I worry a lot. When I lost my job shit was getting scary. Things like “what if I can’t pay my bills?” and “why can’t I find work?” went through my head. I freaked out, but as it turned out, the solution to my excessive worries was easier than I expected. Many of us worry about all kinds of things: Work, relationships, money, health. Some concerns are real, but many are unnecessary.

No matter what kind of worry you have, the response in your body is always the same: It increases your cortisol levels.

Let’s face it: If you don’t stop worrying, you will die. That’s not me talking. That’s your body talking.

In the past year and a half, I’ve studied worry, stress, fear and anxiety almost every day. My findings? Don’t try to relieve stress and worry, but eradicate it. Address it head on.

“Fear defeats more people than any other one thing in the world.”  — Ralph Waldo Emerson

Relief Doesn’t Work

This is what most people do when they experience stress and worry:

  • Take it out on your partner or family
  • Drink alcohol, take drugs, or both
  • Binge-watch Netflix
  • Play video games
  • Go on a vacation
  • Party all night
  • Have sex

Be honest, how long do these things make you forget about your worries? 10 minutes, half hour, a day? It doesn’t last. As soon as you get back to the reality of your life, worry and stress smack you in the face.

Distracting yourself from your life doesn’t work and yet, many of us keep doing it. I’ve read many articles on this behavior. Some say it’s because we have too much free time, some say it’s because of culture, some say it’s because how we are wired.

To be honest, it’s not important to understand the why. We just have to look at the facts: People worry too much, and that can destroy your life. It’s more important to focus your attention on addressing worry.
----------------------------------------
Please repeat the whole passage on worry word for word.

(Records from a dataset)
----------------------------------------
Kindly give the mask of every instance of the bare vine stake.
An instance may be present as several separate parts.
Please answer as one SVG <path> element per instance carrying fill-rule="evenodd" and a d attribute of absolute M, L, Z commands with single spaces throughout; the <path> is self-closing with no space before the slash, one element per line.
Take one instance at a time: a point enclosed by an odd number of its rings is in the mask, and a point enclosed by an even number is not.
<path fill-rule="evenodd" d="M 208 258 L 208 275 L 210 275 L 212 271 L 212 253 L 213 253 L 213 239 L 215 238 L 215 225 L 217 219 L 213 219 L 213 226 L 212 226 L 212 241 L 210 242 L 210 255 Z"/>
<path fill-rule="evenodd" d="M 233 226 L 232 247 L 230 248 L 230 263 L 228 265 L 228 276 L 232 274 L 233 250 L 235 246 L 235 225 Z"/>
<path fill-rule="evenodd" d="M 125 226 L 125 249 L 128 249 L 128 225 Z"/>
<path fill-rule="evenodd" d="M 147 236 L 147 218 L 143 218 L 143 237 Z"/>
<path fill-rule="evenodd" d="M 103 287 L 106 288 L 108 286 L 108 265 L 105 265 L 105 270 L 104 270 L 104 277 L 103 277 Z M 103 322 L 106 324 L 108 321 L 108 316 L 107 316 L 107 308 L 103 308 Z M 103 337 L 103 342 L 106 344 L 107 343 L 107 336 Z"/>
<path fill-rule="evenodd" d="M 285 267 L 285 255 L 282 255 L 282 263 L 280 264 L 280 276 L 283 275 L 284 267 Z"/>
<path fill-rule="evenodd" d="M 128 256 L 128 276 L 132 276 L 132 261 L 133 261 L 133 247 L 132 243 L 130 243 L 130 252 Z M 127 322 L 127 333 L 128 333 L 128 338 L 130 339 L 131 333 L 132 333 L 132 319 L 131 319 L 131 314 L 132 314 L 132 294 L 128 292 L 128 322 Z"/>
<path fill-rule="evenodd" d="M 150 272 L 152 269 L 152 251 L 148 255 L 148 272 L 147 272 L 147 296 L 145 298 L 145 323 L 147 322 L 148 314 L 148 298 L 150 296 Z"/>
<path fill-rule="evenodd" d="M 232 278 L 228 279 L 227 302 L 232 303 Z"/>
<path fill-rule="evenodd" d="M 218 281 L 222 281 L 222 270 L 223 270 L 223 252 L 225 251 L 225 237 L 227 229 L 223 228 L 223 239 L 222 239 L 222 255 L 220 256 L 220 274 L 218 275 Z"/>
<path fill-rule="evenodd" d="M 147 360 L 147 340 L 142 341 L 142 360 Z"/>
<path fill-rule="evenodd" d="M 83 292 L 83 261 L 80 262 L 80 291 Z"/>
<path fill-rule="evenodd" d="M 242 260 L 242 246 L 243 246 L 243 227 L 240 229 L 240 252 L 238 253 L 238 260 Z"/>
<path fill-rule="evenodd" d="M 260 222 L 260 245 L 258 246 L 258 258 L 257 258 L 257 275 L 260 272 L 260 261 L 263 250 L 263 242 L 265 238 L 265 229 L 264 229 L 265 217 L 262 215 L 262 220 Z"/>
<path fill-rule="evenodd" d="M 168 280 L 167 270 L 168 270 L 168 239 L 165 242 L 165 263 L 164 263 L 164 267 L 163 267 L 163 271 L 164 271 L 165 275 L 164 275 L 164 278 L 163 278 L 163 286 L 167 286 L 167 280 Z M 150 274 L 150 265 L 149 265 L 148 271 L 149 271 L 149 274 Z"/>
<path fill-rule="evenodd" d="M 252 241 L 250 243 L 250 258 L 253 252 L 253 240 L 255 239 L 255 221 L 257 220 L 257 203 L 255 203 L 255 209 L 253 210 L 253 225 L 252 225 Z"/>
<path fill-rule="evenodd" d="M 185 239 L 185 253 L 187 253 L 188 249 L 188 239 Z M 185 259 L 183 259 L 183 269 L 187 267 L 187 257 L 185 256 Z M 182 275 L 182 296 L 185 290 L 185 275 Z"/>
----------------------------------------
* _Written response_
I worry a lot. When I lost my job shit was getting scary. Things like “what if I can’t pay my bills?” and “why can’t I find work?” went through my head. I freaked out, but as it turned out, the solution to my excessive worries was easier than I expected. Many of us worry about all kinds of things: Work, relationships, money, health. Some concerns are real, but many are unnecessary.

No matter what kind of worry you have, the response in your body is always the same: It increases your cortisol levels.

Let’s face it: If you don’t stop worrying, you will die. That’s not me talking. That’s your body talking.

In the past year and a half, I’ve studied worry, stress, fear and anxiety almost every day. My findings? Don’t try to relieve stress and worry, but eradicate it. Address it head on.

“Fear defeats more people than any other one thing in the world.”  — Ralph Waldo Emerson

Relief Doesn’t Work

This is what most people do when they experience stress and worry:

  • Take it out on your partner or family
  • Drink alcohol, take drugs, or both
  • Binge-watch Netflix
  • Play video games
  • Go on a vacation
  • Party all night
  • Have sex

Be honest, how long do these things make you forget about your worries? 10 minutes, half hour, a day? It doesn’t last. As soon as you get back to the reality of your life, worry and stress smack you in the face.

Distracting yourself from your life doesn’t work and yet, many of us keep doing it. I’ve read many articles on this behavior. Some say it’s because we have too much free time, some say it’s because of culture, some say it’s because how we are wired.

To be honest, it’s not important to understand the why. We just have to look at the facts: People worry too much, and that can destroy your life. It’s more important to focus your attention on addressing worry.